• **REQUEST**: Exact repetition is required: output every record in full.

Segmentation labeling entries
□ □ □ □ □ □ □

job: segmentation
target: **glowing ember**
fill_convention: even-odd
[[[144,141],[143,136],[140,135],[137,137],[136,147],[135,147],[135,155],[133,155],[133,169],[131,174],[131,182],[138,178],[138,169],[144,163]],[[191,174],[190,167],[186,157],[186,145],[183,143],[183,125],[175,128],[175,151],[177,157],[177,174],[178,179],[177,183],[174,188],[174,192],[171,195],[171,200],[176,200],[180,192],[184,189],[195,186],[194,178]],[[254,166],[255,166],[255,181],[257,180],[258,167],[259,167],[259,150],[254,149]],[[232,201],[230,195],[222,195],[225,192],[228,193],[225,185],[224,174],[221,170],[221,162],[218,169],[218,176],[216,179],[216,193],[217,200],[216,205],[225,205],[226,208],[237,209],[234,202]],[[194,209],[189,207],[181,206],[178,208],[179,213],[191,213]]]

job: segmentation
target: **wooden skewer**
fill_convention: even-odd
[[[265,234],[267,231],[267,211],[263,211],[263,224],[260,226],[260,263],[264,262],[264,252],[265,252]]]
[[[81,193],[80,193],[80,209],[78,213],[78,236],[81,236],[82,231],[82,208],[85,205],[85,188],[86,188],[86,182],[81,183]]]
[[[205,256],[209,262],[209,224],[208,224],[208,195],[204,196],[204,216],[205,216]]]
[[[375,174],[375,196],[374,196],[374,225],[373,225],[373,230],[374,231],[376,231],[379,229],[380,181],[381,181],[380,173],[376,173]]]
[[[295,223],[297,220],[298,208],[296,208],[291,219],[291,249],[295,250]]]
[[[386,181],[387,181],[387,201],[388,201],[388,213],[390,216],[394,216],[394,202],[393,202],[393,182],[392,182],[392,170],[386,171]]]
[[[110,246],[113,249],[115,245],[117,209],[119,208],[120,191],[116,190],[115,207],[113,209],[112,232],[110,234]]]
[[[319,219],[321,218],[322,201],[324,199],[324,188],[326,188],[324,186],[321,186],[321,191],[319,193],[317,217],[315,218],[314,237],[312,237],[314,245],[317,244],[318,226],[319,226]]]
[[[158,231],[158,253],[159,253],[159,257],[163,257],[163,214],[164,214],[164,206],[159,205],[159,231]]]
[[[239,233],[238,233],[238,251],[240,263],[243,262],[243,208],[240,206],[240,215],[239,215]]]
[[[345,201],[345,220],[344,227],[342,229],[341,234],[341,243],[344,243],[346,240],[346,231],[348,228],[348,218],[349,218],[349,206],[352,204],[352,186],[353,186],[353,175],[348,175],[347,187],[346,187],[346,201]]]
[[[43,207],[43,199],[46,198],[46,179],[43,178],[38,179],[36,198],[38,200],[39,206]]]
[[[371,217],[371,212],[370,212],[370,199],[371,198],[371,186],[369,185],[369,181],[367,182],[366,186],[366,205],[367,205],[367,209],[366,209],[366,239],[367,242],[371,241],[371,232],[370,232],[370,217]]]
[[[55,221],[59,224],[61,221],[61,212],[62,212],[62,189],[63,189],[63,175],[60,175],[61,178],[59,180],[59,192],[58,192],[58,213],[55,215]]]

□ □ □ □ □ □ □

• **WRITTEN SOLUTION**:
job: segmentation
target: **glowing ember**
fill_convention: even-odd
[[[144,141],[143,136],[140,135],[137,137],[136,147],[135,147],[135,155],[133,155],[133,169],[131,174],[131,182],[138,178],[138,169],[144,163]],[[191,174],[190,167],[186,157],[186,145],[183,143],[183,125],[175,128],[175,151],[177,157],[177,174],[178,179],[177,183],[174,188],[174,192],[171,195],[171,200],[176,200],[180,192],[184,189],[195,186],[194,178]],[[254,166],[255,166],[255,181],[257,180],[258,167],[259,167],[259,150],[254,149]],[[232,201],[230,195],[222,195],[225,192],[228,193],[225,185],[224,174],[221,170],[221,162],[218,169],[218,176],[216,179],[216,193],[217,200],[216,205],[225,205],[226,208],[237,209],[234,202]],[[194,209],[189,207],[181,206],[178,208],[179,213],[191,213]]]

job: segmentation
target: **wooden skewer**
fill_convention: even-odd
[[[265,234],[267,231],[267,211],[263,211],[263,224],[260,226],[260,263],[264,262],[264,252],[265,252]]]
[[[81,193],[80,193],[80,209],[78,213],[78,236],[81,236],[82,231],[82,208],[85,205],[85,188],[86,188],[86,182],[81,183]]]
[[[205,256],[209,262],[209,224],[208,224],[208,195],[204,196],[204,216],[205,216]]]
[[[375,174],[375,196],[374,196],[374,225],[373,225],[373,230],[374,231],[376,231],[379,229],[380,181],[381,181],[380,173],[376,173]]]
[[[295,223],[297,220],[298,208],[296,208],[291,219],[291,249],[295,250]]]
[[[386,181],[387,181],[387,201],[388,201],[388,213],[390,216],[394,216],[394,202],[393,202],[393,182],[392,182],[392,170],[386,171]]]
[[[110,246],[113,249],[115,245],[117,209],[119,208],[120,191],[116,190],[115,207],[113,209],[112,232],[110,234]]]
[[[319,219],[321,218],[322,201],[324,199],[324,188],[326,188],[324,186],[321,186],[321,191],[319,193],[317,217],[315,218],[314,237],[312,237],[314,245],[317,244],[318,226],[319,226]]]
[[[158,231],[158,253],[159,253],[159,257],[163,257],[163,214],[164,214],[164,206],[159,205],[159,231]]]
[[[239,233],[238,233],[238,251],[240,263],[243,262],[243,208],[240,206],[240,215],[239,215]]]
[[[345,201],[345,220],[344,227],[342,229],[341,234],[341,243],[344,243],[346,240],[346,231],[348,228],[348,218],[349,218],[349,206],[352,204],[352,186],[353,186],[353,175],[348,175],[347,187],[346,187],[346,201]]]
[[[43,207],[43,199],[46,198],[46,179],[43,178],[38,179],[36,198],[38,200],[39,206]]]
[[[371,217],[371,212],[370,212],[370,199],[371,198],[371,186],[369,185],[369,181],[367,182],[366,186],[366,205],[367,205],[367,209],[366,209],[366,239],[367,242],[371,241],[371,232],[370,232],[370,217]]]
[[[55,221],[59,224],[61,221],[61,212],[62,212],[62,189],[63,189],[63,175],[60,175],[61,178],[59,180],[59,192],[58,192],[58,213],[55,215]]]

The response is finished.